— start Selected excerpt —
Module 12: API Architecture
An API is a contract. It defines what a service promises to deliver, what inputs it expects, and what guarantees it provides about reliability and performance. Choosing the right API style isn't about technology preference — it's about matching the communication pattern to the problem domain.
REST & the Richardson Maturity Model
REST (Representational State Transfer) models your API around resources — nouns, not verbs. You don't "createUser" — you POST to /users. The HTTP method carries the intent; the URL identifies the resource.
Richardson Maturity Model measures how "RESTful" an API actually is:
- Level 0 — The Swamp of POX: Single endpoint, all operations via POST with XML/JSON body. Essentially RPC over HTTP.
- Level 1 — Resources: Individual URLs for resources (
/orders/123) but still using POST for everything. - Level 2 — HTTP Verbs: Proper use of GET, POST, PUT, DELETE, PATCH with correct status codes. Most production APIs stop here.
— end Selected excerpt —
Task requirements. Copy out everything in the API architecture module from "- Level 1 —" down to "APIs stop here.", word for word.
— start Record set —
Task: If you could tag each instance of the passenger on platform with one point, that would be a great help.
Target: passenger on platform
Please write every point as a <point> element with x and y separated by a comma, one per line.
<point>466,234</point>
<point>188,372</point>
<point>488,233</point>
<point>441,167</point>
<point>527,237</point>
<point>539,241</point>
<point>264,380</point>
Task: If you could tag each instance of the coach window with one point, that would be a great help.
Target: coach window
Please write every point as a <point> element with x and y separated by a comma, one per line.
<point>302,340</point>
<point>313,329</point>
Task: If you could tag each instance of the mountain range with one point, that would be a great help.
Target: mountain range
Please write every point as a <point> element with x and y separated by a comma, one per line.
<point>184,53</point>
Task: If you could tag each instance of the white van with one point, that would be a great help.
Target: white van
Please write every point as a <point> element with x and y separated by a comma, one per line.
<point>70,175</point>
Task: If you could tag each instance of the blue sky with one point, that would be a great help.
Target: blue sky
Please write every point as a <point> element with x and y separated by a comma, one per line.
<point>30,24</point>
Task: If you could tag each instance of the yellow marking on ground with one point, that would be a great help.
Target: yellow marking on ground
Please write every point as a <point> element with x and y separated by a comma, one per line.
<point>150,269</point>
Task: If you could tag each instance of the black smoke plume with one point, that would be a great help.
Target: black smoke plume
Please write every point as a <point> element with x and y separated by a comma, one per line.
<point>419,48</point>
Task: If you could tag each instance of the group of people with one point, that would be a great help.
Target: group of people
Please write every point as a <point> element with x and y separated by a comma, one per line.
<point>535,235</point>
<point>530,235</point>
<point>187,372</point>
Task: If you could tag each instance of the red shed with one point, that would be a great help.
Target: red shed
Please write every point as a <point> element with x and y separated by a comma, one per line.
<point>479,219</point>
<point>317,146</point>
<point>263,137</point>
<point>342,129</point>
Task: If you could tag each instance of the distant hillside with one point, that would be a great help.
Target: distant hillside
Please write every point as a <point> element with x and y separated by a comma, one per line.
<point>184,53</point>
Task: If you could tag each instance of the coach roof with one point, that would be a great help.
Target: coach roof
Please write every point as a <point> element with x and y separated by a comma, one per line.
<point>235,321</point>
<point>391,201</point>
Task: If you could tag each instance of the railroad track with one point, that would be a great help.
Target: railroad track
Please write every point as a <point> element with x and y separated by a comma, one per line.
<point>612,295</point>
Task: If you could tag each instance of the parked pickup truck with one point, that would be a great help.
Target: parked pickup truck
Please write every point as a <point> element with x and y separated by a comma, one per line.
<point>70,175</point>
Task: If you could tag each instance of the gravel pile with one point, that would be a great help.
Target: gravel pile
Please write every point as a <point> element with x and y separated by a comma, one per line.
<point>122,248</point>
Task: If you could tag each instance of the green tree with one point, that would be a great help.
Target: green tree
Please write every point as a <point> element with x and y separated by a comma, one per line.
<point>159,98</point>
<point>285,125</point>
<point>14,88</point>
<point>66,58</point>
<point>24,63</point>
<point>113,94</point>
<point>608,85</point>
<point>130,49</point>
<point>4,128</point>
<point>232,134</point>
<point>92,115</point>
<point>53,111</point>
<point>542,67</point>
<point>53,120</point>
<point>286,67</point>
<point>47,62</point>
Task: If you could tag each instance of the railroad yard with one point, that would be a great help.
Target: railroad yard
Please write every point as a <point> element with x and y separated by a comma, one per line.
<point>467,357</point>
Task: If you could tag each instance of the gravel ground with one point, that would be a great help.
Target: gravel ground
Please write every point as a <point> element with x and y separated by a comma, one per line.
— end Record set —
Response below.
- Level 1 — Resources: Individual URLs for resources (
/orders/123) but still using POST for everything. - Level 2 — HTTP Verbs: Proper use of GET, POST, PUT, DELETE, PATCH with correct status codes. Most production APIs stop here.